• [Estratto del testo]:
Tecnologie di preparazione. - In questi ultimi anni la tecnologia di preparazione dell'e. per fermentazione, avvalendosi dei progressi compiuti in vari rami della scienza, è notevolmente migliorata. Al posto dei lieviti si cerca di sfruttare l'azione di batteri; quelli termofili possono agire a temperature anche di 60÷70°C e quindi richiedono meno energia per eliminare parte del calore sviluppato nella fermentazione e mantenere l'optimum di temperatura di 35÷40°C; agendo a temperature più elevate si ottengono velocità di formazione dell'e. più alte, che tuttavia tollerano meno l'alcool, per cui occorre asportarlo durante la fermentazione. Particolarmente studiati sono batteri mesofili (Zymomonas nobilis) che operano la trasformazione degli zuccheri secondo un sistema di reazione diverso da quello proprio dei lieviti tradizionali. Non richiedono ossigeno per la crescita e meno zucchero viene consumato nella produzione di cellule; risultano quindi maggiori la resa in e. e la sua velocità di formazione.
Per quanto riguarda i lieviti, si studiano mutanti capaci di fermentare pentosi (presenti nei liquidi di saccarificazione dell'amido, della cellulosa), e altri capaci di operare sia l'idrolisi dei polisaccaridi che la fermentazione degli zuccheri risultanti (in questo modo per es. l'amido può dare e. per aggiunta di un solo lievito e quindi con un'unica operazione). Nonostante le ricerche e i tentativi di sostituire il processo di fermentazione discontinuo con altro continuo, le soluzioni proposte non offrono sufficienti garanzie di continuità di funzionamento, specie per le difficoltà connesse alla necessità di mantenere sterile a lungo l'ambiente di fermentazione.
Sono stati realizzati diversi sistemi per aumentare la produttività del processo di fermentazione facendo ricircolare parte del lievito; in questo modo fin dall'inizio dell'operazione si dispone nel fermentatore di un'elevata quantità di cellule e quindi si accelera l'inizio della fermentazione, abbreviando così il tempo necessario per la formazione dell'e.; occorre però provvedere a un maggiore raffreddamento per il più rapido sviluppo di calore.

• [Voci]:
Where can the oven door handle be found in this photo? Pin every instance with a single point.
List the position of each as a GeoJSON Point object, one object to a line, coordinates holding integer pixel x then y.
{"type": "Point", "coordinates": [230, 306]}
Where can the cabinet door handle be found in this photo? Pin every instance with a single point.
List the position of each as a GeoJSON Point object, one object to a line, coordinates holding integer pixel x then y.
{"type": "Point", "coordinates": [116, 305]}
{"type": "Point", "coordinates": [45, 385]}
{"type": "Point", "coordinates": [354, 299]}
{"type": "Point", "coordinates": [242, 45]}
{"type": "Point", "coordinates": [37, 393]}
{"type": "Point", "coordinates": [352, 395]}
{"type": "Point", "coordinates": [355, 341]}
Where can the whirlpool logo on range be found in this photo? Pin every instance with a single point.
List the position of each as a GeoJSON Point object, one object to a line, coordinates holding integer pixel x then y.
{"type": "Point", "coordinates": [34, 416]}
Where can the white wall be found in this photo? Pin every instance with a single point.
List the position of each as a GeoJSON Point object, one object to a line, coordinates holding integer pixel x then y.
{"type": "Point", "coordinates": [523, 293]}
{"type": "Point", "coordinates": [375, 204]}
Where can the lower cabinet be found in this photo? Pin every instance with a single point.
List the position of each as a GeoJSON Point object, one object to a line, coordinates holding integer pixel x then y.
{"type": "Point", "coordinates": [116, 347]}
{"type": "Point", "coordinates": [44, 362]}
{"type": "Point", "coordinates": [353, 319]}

• [Compiti da svolgere]:
a) Riassuma in due frasi il testo sulle tecnologie di preparazione.
b) Trascriva fedelmente il passo del testo sulle tecnologie di preparazione che si apre con le parole contenenti "Sono stati realizzati" e si chiude con "sviluppo di calore.".
c) Secondo il testo sulle tecnologie di preparazione, a quali temperature possono agire i batteri termofili?

• [Risposte ai compiti]:
a) Negli ultimi anni la tecnologia di preparazione per fermentazione è notevolmente migliorata: si studiano batteri termofili e mesofili al posto dei lieviti, oltre a mutanti di lieviti capaci di fermentare pentosi o di operare sia l'idrolisi dei polisaccaridi sia la fermentazione degli zuccheri. I processi continui non offrono ancora sufficienti garanzie, soprattutto per la difficoltà di mantenere sterile l'ambiente di fermentazione, mentre il ricircolo di parte del lievito accelera la fermentazione ma richiede un maggiore raffreddamento.

b)
Sono stati realizzati diversi sistemi per aumentare la produttività del processo di fermentazione facendo ricircolare parte del lievito; in questo modo fin dall'inizio dell'operazione si dispone nel fermentatore di un'elevata quantità di cellule e quindi si accelera l'inizio della fermentazione, abbreviando così il tempo necessario per la formazione dell'e.; occorre però provvedere a un maggiore raffreddamento per il più rapido sviluppo di calore.

c) Anche a 60÷70°C.